**Text provided**
*** Begin section ***

I am not going to criticize the Northern Ireland's health minister Edwin Poots here just yet - despite the fact that yesterday he said that cesarean births should be paid for by women who choose them (see BBC and Belfast Telegraph reports).
This is because I am not convinced that he has heard all sides of this debate, and as such, have contacted his office and am awaiting his response.
Northern Ireland has the highest rate of cesarean births in the UK, at 29.8%, and this is one of the reasons why
Mr. Poots is launching a consultation on a review of maternity services (ending December 23, 2011).
Low Risk and Natural
According to the BBC report, "Women at low risk will be encouraged to consider having their baby in a midwife-led unit or at home, if appropriate."
And Mr. Poots insists, "This isn't about saving money per se, what we want to encourage, is more people to give birth naturally because it has better outcomes for the mother and the baby.
I have a number of concerns about Mr. Poots' ideas, and it will be very interesting to see how the gauntlet he appears to have set down will play out over the coming few months.
Especially given NICE's publication of its Caesarean section (update) guideline...
But also the fact that women are already asking (e.g. on BBC Radio Ulster's Talkback programme 'Maternity Shake-up' yesterday, with Wendy Austin) whether "non-medical" epiduarals will be next in the firing line for maternity cost savings...?
Choice is Choice is Choice
I just wonder, when will some MPs, maternity care professionals and birth commentators realize that if you're going to advocate genuine choice in childbirth, then they cannot be prescriptive about limiting women to a menu of choices that support their own ideology or experience.
Remember - most women choose a cesarean birth for prophylactic reasons.
That is - they choose to avoid the known risks associated with vaginal birth plans (for their babies and themselves), and are more tolerant of the risks associated with planned surgery.
I think it's dangerous, naive and irresponsible to keep referring to planned vaginal birth as categorically "safe" in the context of birth choices.
It isn't - and it never has been.

*** End section ***

**About this exercise**
Repeat the passage of the cesarean birth post starting at "Low Risk and" and ending at "section (update) guideline...". The material that comes next is separate from the text above.

**Data listing**
*** Begin section ***

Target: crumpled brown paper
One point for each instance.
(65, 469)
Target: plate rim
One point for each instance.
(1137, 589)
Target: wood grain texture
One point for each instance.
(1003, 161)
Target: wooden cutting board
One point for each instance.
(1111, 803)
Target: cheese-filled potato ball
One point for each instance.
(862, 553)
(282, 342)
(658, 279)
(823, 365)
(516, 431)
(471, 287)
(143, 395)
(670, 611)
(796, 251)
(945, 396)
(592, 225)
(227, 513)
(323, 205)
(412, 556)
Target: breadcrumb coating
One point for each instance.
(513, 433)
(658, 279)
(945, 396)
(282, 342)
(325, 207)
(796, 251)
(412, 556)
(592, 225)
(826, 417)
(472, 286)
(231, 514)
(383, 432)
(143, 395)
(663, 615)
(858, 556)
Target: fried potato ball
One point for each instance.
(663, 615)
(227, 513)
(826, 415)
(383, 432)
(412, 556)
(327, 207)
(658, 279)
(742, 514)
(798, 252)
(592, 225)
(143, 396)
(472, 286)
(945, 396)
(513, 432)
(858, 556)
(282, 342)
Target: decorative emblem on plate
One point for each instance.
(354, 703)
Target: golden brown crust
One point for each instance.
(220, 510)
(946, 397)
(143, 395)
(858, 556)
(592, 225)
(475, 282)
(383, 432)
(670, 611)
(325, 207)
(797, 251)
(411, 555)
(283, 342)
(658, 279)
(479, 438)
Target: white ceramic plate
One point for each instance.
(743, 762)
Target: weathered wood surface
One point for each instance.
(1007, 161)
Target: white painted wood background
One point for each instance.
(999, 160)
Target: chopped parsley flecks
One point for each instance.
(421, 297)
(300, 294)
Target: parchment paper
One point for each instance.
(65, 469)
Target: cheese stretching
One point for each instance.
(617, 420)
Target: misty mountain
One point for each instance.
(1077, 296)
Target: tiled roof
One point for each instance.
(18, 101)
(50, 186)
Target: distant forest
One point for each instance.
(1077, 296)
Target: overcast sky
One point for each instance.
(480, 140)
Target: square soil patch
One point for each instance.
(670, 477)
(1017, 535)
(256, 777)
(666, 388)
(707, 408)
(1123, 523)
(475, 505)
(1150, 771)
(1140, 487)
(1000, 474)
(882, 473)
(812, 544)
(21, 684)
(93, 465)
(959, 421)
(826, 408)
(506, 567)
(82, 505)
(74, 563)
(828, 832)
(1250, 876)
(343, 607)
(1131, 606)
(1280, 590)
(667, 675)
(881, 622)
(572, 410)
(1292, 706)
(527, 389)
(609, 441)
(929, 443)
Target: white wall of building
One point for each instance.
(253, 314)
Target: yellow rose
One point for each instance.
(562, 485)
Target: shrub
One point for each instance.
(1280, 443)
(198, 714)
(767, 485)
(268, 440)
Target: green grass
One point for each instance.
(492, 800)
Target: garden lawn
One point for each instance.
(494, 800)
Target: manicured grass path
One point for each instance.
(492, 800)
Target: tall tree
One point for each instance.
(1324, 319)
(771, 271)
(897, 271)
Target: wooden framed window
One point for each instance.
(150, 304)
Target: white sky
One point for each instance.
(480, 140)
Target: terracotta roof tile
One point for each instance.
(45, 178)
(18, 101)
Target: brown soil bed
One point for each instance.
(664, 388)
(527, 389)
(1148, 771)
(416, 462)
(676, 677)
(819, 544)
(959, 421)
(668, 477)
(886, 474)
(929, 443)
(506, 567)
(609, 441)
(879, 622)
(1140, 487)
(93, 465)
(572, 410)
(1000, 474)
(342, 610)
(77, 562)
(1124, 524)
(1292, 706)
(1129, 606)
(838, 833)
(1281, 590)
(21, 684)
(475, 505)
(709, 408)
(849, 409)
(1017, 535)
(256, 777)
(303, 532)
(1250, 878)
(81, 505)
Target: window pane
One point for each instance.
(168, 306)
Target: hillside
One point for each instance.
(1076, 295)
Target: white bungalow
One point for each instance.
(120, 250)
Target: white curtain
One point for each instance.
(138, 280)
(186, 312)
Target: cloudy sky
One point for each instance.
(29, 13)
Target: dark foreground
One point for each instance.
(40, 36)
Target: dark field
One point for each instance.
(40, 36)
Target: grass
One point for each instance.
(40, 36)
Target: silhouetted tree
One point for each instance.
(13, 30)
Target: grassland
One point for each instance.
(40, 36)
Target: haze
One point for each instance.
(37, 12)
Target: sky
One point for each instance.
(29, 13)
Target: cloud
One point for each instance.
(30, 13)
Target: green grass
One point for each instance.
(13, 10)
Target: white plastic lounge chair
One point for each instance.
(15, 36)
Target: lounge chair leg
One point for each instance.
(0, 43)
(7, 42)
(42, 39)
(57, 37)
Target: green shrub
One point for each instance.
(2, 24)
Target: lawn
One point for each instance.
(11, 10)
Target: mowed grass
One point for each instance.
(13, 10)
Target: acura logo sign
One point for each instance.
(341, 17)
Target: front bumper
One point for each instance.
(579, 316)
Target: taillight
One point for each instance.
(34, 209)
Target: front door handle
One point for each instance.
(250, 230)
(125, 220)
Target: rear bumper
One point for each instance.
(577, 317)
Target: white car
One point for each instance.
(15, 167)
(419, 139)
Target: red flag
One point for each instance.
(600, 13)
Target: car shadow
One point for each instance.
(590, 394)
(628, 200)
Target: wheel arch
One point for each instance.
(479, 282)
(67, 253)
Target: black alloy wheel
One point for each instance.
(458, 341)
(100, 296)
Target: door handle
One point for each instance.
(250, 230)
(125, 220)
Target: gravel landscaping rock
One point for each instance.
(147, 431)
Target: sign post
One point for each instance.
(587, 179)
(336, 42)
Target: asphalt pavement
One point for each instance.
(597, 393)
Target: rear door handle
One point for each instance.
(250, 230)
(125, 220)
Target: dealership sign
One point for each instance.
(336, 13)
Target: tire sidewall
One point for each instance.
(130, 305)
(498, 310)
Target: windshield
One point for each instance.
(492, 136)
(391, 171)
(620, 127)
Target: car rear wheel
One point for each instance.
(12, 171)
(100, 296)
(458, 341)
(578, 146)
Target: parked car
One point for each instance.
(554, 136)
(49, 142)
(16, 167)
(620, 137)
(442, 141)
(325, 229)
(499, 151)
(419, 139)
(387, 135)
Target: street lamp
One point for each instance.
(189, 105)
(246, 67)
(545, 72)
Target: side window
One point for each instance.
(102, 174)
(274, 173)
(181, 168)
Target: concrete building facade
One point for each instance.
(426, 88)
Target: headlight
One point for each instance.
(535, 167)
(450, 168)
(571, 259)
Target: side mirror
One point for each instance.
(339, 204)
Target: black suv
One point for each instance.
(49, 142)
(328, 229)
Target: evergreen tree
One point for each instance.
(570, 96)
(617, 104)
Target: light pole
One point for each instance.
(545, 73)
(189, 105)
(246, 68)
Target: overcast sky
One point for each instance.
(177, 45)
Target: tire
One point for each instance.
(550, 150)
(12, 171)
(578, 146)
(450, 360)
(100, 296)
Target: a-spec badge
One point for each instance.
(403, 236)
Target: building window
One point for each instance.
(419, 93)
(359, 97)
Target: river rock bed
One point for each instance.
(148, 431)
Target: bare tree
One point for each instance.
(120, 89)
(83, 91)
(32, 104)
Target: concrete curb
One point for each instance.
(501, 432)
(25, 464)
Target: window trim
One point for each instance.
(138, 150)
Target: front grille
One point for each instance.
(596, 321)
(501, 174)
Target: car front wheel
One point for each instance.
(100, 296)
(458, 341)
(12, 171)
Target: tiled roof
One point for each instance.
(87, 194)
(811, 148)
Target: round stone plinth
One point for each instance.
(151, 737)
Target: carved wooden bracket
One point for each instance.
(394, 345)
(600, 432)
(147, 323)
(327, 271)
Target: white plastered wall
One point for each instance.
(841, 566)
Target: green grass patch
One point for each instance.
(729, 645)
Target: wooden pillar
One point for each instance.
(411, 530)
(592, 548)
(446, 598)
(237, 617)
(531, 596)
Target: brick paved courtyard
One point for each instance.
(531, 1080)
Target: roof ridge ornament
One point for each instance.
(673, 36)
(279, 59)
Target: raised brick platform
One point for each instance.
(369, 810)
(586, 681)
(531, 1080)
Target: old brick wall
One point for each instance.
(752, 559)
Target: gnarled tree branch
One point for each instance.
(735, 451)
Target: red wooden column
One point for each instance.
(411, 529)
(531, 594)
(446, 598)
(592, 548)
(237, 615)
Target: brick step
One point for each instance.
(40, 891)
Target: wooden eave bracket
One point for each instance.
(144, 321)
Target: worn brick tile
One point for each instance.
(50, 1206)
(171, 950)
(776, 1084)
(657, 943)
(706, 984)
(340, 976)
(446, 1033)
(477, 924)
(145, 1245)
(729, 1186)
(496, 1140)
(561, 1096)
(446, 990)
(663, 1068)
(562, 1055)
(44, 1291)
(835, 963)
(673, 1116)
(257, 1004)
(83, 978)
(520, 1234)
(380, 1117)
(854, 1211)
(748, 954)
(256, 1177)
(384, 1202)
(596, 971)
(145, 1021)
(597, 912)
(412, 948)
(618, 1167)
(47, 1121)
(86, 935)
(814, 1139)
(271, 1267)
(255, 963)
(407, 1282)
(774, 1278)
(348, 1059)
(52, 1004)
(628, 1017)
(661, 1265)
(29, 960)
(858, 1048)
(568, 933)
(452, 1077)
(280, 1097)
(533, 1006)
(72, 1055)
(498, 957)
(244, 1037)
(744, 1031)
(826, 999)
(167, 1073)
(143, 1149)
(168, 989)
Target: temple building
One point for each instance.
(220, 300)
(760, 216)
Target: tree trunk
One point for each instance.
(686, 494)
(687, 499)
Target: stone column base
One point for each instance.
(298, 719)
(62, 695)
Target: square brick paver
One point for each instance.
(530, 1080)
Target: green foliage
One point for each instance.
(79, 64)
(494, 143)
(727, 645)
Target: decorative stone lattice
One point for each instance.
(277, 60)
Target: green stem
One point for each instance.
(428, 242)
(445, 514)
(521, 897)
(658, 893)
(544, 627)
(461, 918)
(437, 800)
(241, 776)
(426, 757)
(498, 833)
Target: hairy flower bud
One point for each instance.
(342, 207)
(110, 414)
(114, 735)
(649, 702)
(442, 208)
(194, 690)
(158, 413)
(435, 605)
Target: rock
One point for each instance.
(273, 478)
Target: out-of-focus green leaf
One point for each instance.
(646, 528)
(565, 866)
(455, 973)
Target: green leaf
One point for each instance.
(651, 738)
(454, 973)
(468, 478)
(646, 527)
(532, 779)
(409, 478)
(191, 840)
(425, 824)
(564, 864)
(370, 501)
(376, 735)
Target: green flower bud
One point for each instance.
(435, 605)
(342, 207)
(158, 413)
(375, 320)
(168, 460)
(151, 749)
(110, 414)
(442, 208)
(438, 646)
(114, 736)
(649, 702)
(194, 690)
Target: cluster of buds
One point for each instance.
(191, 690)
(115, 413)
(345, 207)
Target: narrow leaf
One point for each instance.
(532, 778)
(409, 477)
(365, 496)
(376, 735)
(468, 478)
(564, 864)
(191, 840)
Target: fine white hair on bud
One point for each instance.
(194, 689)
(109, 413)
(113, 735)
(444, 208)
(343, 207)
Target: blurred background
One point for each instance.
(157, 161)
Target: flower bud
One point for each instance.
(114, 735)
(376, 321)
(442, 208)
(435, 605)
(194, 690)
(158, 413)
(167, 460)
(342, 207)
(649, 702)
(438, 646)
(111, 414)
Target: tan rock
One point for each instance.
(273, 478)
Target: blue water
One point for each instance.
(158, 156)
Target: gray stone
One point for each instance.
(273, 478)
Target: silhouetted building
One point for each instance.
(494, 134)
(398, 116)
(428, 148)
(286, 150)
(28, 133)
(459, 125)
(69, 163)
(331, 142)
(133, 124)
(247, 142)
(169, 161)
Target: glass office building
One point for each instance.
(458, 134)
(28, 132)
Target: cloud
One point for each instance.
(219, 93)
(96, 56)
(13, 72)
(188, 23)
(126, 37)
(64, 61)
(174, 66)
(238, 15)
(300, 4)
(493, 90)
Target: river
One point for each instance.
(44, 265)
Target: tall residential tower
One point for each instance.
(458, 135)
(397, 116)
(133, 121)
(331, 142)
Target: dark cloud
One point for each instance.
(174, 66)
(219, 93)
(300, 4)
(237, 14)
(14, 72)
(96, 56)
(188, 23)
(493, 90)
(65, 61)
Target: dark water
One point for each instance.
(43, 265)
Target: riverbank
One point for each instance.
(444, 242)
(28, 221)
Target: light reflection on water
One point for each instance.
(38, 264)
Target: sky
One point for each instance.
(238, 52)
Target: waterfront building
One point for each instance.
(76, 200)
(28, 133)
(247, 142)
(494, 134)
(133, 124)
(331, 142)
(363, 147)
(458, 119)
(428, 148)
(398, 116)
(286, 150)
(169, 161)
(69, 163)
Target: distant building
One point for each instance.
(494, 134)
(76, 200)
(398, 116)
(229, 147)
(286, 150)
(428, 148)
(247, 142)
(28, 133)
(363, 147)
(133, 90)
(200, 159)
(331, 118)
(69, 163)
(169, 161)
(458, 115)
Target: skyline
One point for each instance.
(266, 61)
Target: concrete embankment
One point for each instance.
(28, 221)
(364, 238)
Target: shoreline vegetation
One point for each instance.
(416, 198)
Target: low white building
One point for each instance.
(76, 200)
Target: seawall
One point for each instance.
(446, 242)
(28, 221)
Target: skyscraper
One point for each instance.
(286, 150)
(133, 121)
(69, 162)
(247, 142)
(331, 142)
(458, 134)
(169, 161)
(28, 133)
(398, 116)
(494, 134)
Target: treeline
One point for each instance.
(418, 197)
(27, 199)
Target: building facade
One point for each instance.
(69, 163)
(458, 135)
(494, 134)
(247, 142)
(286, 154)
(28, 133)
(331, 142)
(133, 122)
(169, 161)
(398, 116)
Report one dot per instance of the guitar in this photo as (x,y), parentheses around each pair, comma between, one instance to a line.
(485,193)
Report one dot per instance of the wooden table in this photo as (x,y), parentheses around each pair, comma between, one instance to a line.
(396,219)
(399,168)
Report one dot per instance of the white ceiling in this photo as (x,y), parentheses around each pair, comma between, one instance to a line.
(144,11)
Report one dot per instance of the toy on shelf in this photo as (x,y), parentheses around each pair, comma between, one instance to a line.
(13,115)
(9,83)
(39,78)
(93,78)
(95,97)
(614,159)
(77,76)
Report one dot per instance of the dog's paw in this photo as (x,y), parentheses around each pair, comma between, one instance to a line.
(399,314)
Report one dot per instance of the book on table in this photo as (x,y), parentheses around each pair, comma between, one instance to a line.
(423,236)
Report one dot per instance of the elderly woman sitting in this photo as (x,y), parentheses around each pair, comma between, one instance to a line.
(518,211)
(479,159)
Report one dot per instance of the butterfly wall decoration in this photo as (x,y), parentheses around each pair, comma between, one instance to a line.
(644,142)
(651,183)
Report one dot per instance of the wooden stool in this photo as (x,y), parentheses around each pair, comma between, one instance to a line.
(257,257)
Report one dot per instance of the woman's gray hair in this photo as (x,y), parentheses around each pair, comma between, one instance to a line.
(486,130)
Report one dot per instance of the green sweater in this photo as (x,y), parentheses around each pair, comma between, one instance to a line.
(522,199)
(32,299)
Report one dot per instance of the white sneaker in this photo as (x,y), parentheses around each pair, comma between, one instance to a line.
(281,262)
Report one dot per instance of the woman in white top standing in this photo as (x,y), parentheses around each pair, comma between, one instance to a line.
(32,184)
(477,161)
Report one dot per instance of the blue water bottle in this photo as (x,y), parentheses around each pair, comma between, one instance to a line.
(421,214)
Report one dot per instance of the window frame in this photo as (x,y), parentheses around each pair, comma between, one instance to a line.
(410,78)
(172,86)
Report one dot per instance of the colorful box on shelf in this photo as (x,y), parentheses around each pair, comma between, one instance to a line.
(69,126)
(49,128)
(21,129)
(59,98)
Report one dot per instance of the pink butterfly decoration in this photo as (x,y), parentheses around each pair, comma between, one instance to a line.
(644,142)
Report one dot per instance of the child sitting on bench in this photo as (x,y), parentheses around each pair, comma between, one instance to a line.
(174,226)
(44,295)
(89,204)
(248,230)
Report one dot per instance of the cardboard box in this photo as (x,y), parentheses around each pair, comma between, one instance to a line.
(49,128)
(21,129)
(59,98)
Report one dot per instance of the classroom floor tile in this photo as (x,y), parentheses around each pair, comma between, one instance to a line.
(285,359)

*** End section ***

**Answer to this task**
Low Risk and Natural
According to the BBC report, "Women at low risk will be encouraged to consider having their baby in a midwife-led unit or at home, if appropriate."
And Mr. Poots insists, "This isn't about saving money per se, what we want to encourage, is more people to give birth naturally because it has better outcomes for the mother and the baby.
I have a number of concerns about Mr. Poots' ideas, and it will be very interesting to see how the gauntlet he appears to have set down will play out over the coming few months.
Especially given NICE's publication of its Caesarean section (update) guideline...